** begin Source **

Areas in Jharia coalfields have been rendered vulnerable by underground fires and subsidence. Image: Ayaskant Das.
New Delhi: The Narendra Modi government is yet to decide the fate of thousands of mining-affected families of Jharkhand’s Jharia coalfields more than a year after a masterplan conceived to resettle them came to a close in August 2021.
A committee constituted under the coal ministry last year to review and assess the progress made under the first masterplan period and recommend alternative measures for the resettlement of families in areas rendered vulnerable by underground fires and subsidence is yet to finalise its report.
Consequently, the Jharia Resettlement Development Authority (JRDA), the nodal agency constituted to execute the masterplan, has no new plan for the welfare of the families.
There have been several incidents of subsidence in Dhanbad’s Rajput Basti area in the past.
“There could be massive subsidence any moment that would result in a lot of casualties. There have been several incidents of subsidence in the past. A portion of our ancestral house was partially damaged in one such incident,” Badal Singh, a resident of Rajput Basti, under the Kendua Dih Police Station, Dhanbad, told the Newsclick.
“Due to the lack of a resettlement plan, we continue living in the dilapidated structure in a very vulnerable terrain,” Singh added.
Three years ago, the entire Rajput Basti area had been declared unsafe by Bharat Coking Coal Limited (BCCL), a subsidiary of Coal India Limited (CIL), which is engaged in operating coking coal mines in Jharia and Raniganj. The BCCL had also issued notices to around 2,000 families living in Rajput Basti to vacate the area but little has changed since then.

** end Source **
** begin Input records **

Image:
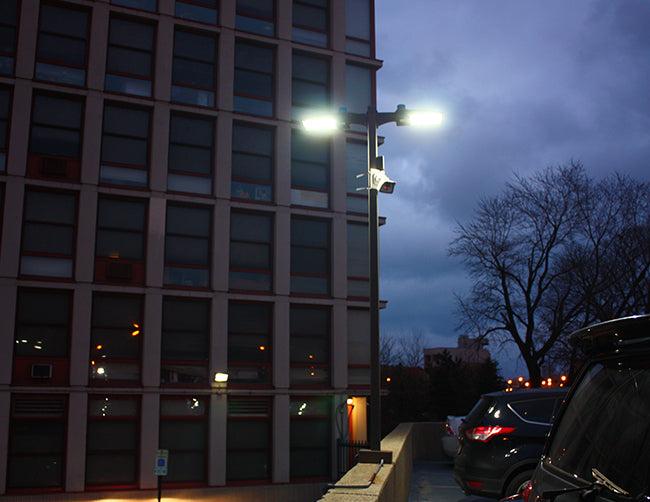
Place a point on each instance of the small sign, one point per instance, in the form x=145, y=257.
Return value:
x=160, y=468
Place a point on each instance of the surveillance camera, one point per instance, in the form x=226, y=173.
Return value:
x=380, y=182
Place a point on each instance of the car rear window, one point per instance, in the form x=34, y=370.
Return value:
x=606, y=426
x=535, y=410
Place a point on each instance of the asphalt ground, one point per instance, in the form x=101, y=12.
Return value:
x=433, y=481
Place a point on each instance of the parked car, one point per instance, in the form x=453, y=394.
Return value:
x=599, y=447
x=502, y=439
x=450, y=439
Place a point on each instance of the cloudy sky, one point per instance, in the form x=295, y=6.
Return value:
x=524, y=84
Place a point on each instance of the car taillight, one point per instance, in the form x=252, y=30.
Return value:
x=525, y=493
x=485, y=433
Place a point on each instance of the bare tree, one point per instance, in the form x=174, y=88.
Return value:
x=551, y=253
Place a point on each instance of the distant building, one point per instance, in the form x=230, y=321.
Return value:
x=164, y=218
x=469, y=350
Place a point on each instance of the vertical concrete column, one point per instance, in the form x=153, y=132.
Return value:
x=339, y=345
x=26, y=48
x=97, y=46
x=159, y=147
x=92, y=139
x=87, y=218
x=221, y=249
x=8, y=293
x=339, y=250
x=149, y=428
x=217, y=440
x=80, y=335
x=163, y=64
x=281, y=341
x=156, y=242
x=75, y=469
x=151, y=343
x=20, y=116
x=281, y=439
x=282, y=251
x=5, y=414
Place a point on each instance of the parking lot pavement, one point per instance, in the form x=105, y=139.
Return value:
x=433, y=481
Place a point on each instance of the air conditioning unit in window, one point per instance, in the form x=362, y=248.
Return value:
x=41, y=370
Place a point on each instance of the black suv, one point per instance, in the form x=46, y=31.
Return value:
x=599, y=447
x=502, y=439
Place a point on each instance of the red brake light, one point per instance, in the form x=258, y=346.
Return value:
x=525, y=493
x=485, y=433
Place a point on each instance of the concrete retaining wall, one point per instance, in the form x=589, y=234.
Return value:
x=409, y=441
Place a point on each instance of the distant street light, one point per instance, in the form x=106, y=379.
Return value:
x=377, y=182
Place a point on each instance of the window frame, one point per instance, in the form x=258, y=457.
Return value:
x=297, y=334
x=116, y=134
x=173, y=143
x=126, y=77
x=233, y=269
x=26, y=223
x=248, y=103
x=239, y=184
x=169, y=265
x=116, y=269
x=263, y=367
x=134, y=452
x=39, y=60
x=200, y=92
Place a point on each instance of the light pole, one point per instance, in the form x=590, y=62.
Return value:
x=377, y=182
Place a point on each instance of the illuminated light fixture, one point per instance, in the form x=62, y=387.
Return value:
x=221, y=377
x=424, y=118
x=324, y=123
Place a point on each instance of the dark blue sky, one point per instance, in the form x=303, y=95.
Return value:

** end Input records **

= What to work on =
a: According to the article, about how many families in Rajput Basti received notices from Bharat Coking Coal Limited to vacate the area?
b: Offset every x and y coordinate in the answers by -63, and rewrite the records from their start through the line containing "x=551, y=253", inclusive, requests included. Omit the pictures.
The article and the records have no connection to each other.

= Solved problems =
a: Around 2,000 families.

b:
Image:
Place a point on each instance of the small sign, one point per instance, in the form x=145, y=257.
Return value:
x=97, y=405
Place a point on each instance of the surveillance camera, one point per instance, in the form x=226, y=173.
Return value:
x=317, y=119
Place a point on each instance of the car rear window, one point per instance, in the form x=34, y=370.
Return value:
x=543, y=363
x=472, y=347
Place a point on each instance of the asphalt ground, one point per instance, in the form x=101, y=12.
Return value:
x=370, y=418
Place a point on each instance of the parked car, one point per instance, in the form x=453, y=394.
Return value:
x=536, y=384
x=439, y=376
x=387, y=376
Place a point on each instance of the cloudy sky, one point per instance, in the form x=295, y=6.
Return value:
x=461, y=21
Place a point on each instance of the car taillight, one point per instance, in the form x=252, y=30.
Return value:
x=462, y=430
x=422, y=370
Place a point on each instance of the bare tree, one point per instance, in the form x=174, y=88.
Return value:
x=488, y=190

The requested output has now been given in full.